• TASK DETAILS
Recast the lines from the start up to and including the line containing "109], [99, 143]]" as a Markdown table with two columns, Number and Content, one line per row. Skip blank lines and leave the pictures out.

[Records from a data source]

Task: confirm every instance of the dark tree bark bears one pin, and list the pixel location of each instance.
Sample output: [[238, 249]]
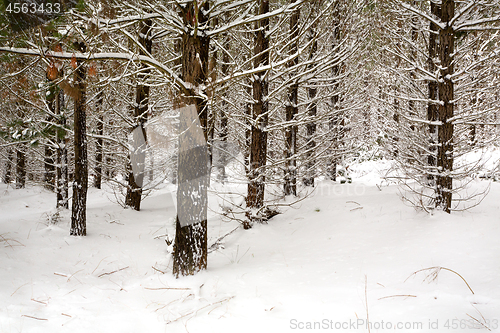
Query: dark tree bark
[[8, 167], [80, 184], [61, 153], [290, 186], [49, 166], [432, 108], [337, 122], [258, 145], [312, 109], [224, 131], [135, 179], [21, 167], [190, 247], [446, 109], [99, 143]]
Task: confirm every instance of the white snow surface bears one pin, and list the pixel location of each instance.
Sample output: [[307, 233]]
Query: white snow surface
[[344, 253]]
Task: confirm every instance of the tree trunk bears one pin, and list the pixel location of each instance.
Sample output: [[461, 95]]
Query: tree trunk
[[8, 167], [99, 143], [61, 153], [49, 167], [337, 122], [138, 156], [432, 108], [312, 109], [21, 167], [444, 180], [290, 186], [80, 184], [224, 131], [190, 247], [258, 145]]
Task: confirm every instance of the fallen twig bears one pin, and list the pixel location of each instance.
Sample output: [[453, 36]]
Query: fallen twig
[[35, 300], [167, 288], [396, 296], [480, 323], [204, 307], [121, 269], [435, 272], [156, 269], [33, 317], [366, 302], [216, 244]]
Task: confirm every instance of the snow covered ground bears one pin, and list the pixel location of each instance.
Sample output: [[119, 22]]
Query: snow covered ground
[[347, 253]]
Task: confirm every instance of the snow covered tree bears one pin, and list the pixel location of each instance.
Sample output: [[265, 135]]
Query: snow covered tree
[[434, 156]]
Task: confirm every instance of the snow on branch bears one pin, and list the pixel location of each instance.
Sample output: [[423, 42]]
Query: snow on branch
[[423, 15], [99, 56]]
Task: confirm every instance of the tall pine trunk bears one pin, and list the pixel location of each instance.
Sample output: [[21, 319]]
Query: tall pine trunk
[[224, 121], [337, 122], [61, 153], [21, 167], [99, 142], [291, 110], [258, 135], [312, 109], [190, 247], [80, 183], [432, 86], [136, 168], [49, 167], [444, 180], [8, 167]]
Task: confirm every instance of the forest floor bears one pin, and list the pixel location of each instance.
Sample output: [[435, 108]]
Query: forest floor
[[344, 254]]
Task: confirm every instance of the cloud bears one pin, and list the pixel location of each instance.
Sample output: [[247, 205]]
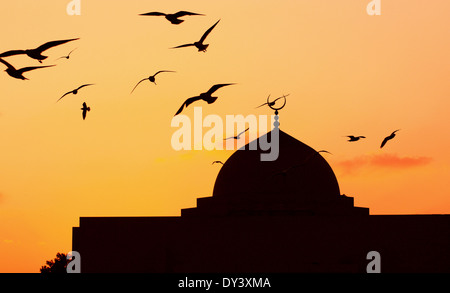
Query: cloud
[[378, 161]]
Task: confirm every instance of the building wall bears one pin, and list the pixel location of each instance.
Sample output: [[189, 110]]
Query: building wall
[[252, 244]]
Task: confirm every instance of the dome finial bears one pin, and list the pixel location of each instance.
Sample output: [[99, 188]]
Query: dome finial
[[271, 105]]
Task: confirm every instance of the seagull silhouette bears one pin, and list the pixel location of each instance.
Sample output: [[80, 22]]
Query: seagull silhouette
[[204, 96], [284, 172], [173, 18], [151, 78], [273, 102], [68, 55], [18, 73], [85, 109], [355, 138], [75, 91], [200, 46], [386, 139], [36, 53], [237, 136]]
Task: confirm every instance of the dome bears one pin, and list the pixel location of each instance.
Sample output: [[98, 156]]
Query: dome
[[300, 173], [298, 182]]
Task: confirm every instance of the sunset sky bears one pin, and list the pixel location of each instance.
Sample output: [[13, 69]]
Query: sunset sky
[[347, 73]]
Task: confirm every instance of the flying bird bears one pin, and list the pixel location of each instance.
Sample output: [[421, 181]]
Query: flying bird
[[199, 45], [68, 55], [355, 138], [324, 151], [204, 96], [85, 109], [173, 18], [388, 138], [36, 53], [18, 73], [151, 78], [75, 91], [271, 104], [238, 136]]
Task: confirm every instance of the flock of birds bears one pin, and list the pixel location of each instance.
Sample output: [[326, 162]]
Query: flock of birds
[[352, 138], [37, 54]]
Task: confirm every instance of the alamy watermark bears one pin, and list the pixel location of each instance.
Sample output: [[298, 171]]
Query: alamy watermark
[[74, 262], [374, 7], [190, 134], [374, 266], [74, 7]]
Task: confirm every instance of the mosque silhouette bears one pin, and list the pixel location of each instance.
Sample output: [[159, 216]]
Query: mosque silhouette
[[267, 217]]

• THE RESULT
| Number | Content |
|---|---|
| 1 | Task: confirm every instance of the dark tree bark bears one pin, and list the pixel location of each instance. |
| 2 | Sample output: [[238, 249]] |
| 3 | Query: dark tree bark |
| 4 | [[8, 167], [80, 184], [61, 153], [290, 186], [49, 166], [432, 108], [337, 122], [258, 145], [312, 109], [224, 131], [135, 179], [21, 167], [190, 247], [446, 109], [99, 143]] |